● **RECORDS TO USE**
##############################

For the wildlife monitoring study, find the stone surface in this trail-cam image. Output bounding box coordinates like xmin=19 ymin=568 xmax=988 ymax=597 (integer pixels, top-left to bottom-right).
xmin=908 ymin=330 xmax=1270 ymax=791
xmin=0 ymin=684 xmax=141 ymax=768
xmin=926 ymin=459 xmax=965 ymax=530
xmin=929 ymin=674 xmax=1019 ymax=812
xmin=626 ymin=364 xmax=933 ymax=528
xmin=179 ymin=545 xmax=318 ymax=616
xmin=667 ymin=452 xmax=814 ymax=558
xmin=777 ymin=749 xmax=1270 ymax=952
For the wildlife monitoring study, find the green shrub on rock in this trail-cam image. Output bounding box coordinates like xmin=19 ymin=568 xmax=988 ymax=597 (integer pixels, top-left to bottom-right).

##############################

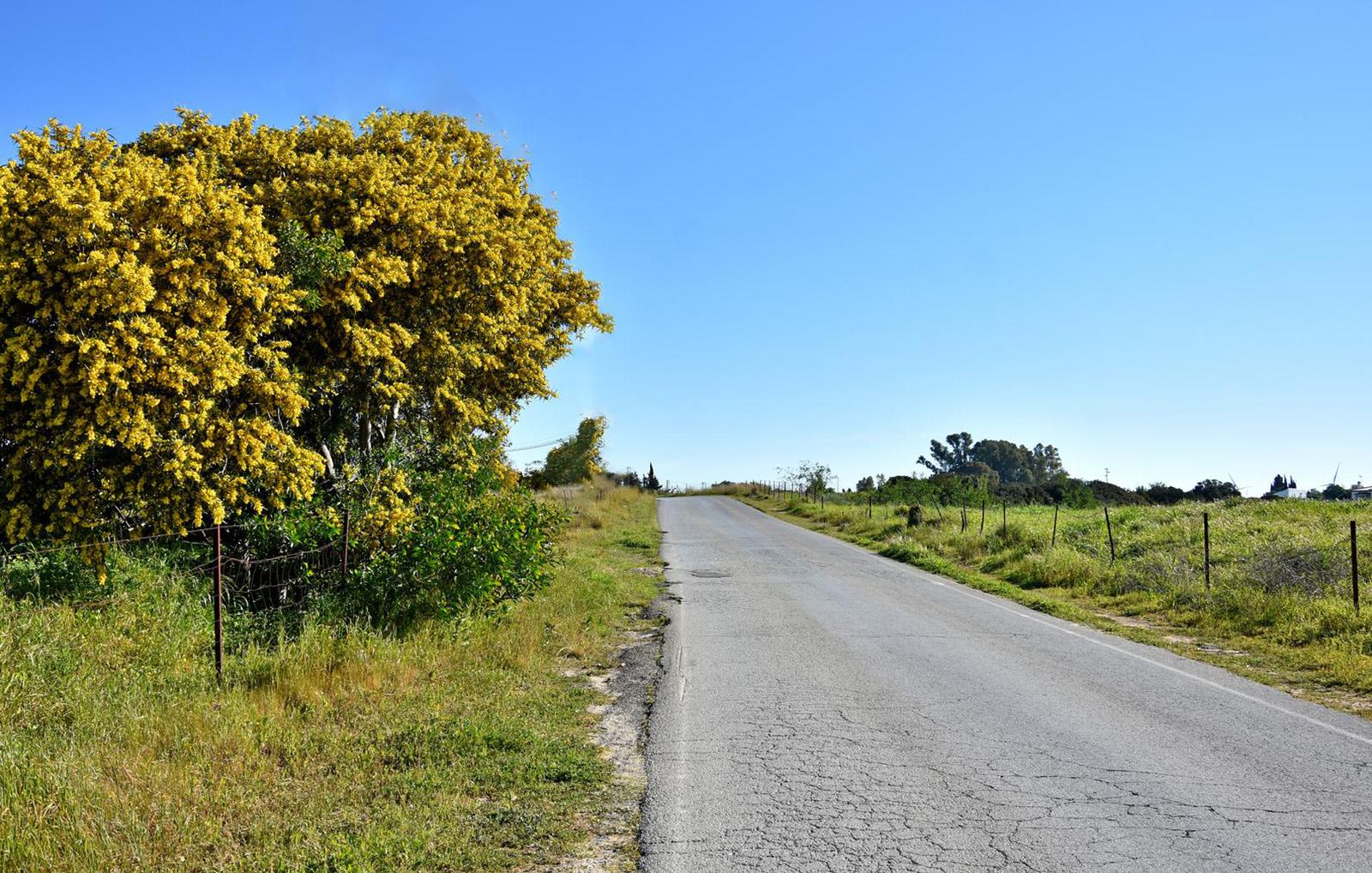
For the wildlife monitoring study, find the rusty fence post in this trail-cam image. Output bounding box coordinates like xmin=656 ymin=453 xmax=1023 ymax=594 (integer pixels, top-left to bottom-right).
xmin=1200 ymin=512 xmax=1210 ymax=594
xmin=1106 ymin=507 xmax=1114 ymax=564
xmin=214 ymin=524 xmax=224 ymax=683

##############################

Copy out the listing from the line with "For the wildlife monitoring study, find the stone" up to and including the line with "xmin=926 ymin=459 xmax=965 ymax=530", with no changes.

For the wildlife monitoring study, find the stone surface in this trail-cam image. Output bounding box coordinates like xmin=19 ymin=568 xmax=988 ymax=597 (integer pixels, top-left to bottom-right).
xmin=908 ymin=330 xmax=1270 ymax=791
xmin=0 ymin=684 xmax=141 ymax=768
xmin=926 ymin=459 xmax=965 ymax=530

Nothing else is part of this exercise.